What is expected:
Copy out every line of the data exactly; do not include the images.

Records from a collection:
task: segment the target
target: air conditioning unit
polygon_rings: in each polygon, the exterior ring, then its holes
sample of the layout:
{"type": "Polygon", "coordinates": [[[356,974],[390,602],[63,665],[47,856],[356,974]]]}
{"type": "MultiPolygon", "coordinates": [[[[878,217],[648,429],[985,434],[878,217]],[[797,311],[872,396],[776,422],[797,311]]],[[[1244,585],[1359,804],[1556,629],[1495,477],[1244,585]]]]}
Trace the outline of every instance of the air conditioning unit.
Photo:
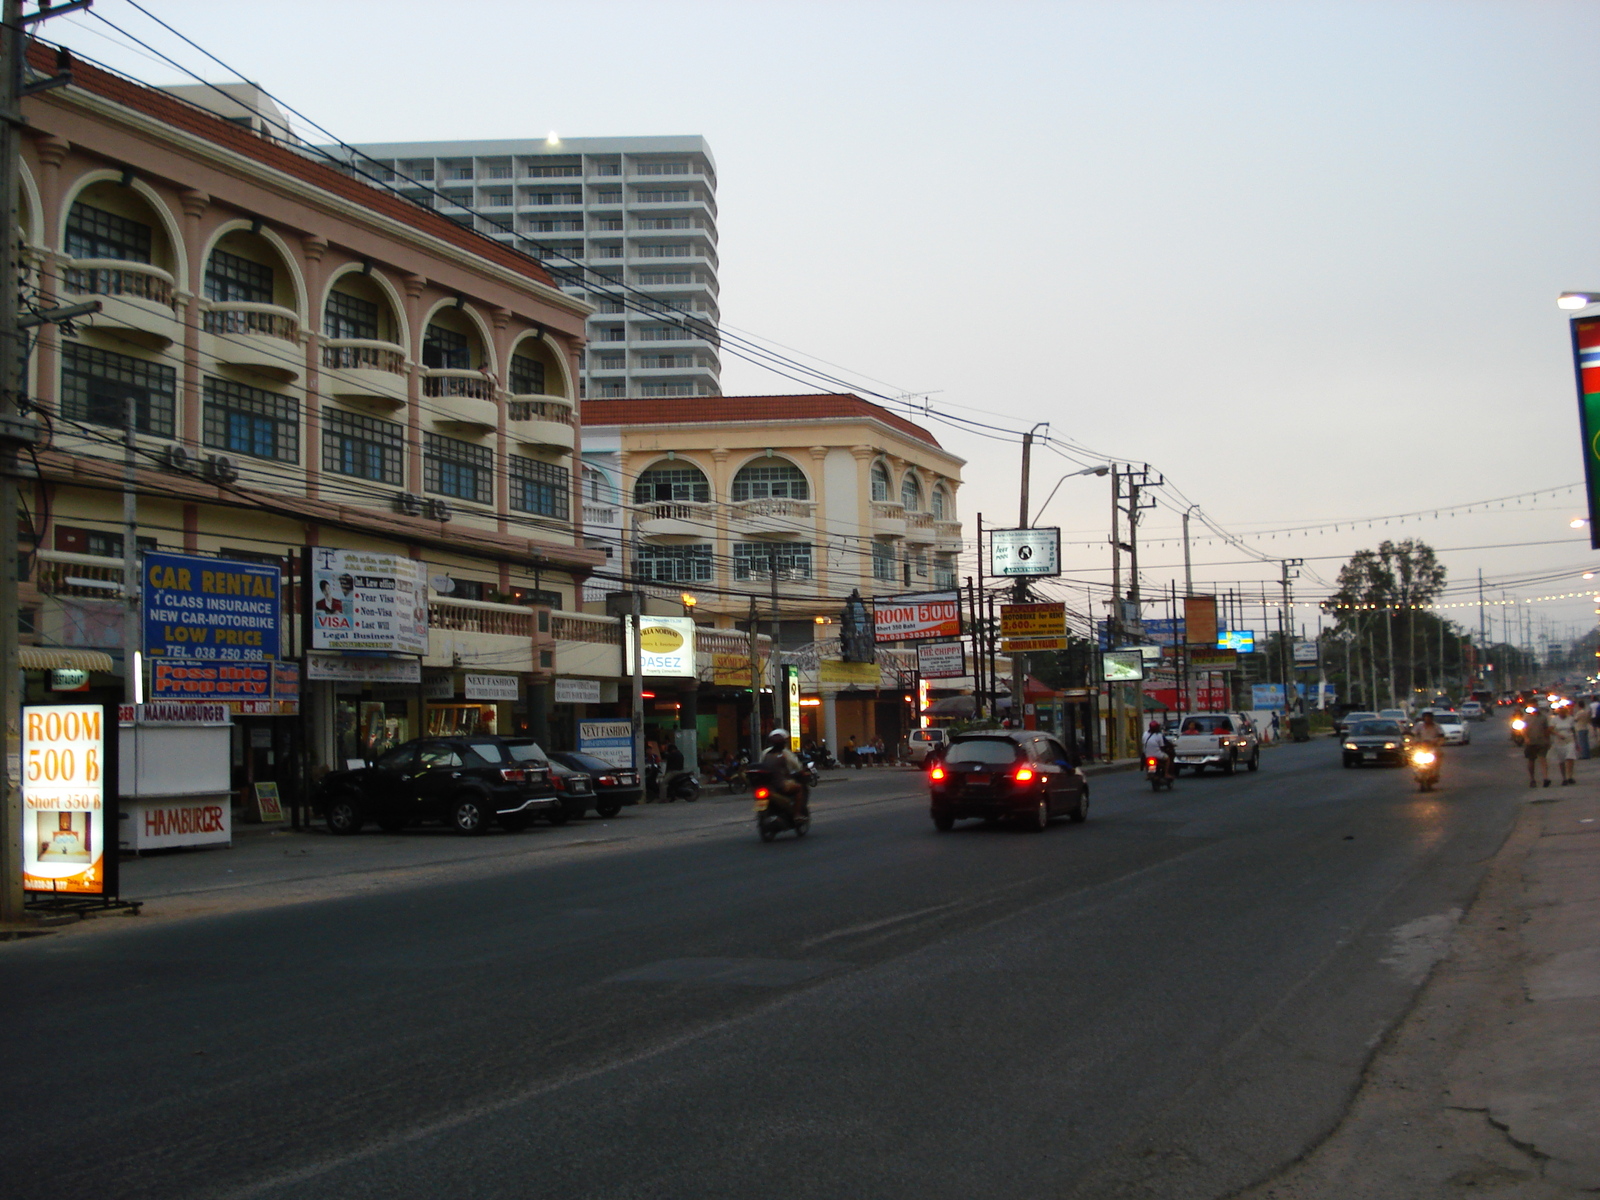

Response to this exercise:
task: segment the target
target: air conditioning unit
polygon_rings: in each polygon, the exterior ring, then its holes
sample of the layout:
{"type": "Polygon", "coordinates": [[[356,974],[390,602],[63,665],[47,856],[356,974]]]}
{"type": "MultiPolygon", "coordinates": [[[[878,217],[648,429],[985,434],[878,217]],[[797,311],[872,396],[776,422],[797,311]]],[[[1244,585],[1359,804],[1556,629],[1495,477],[1244,585]]]]}
Trace the outline of every instance of the air conditioning unit.
Photo:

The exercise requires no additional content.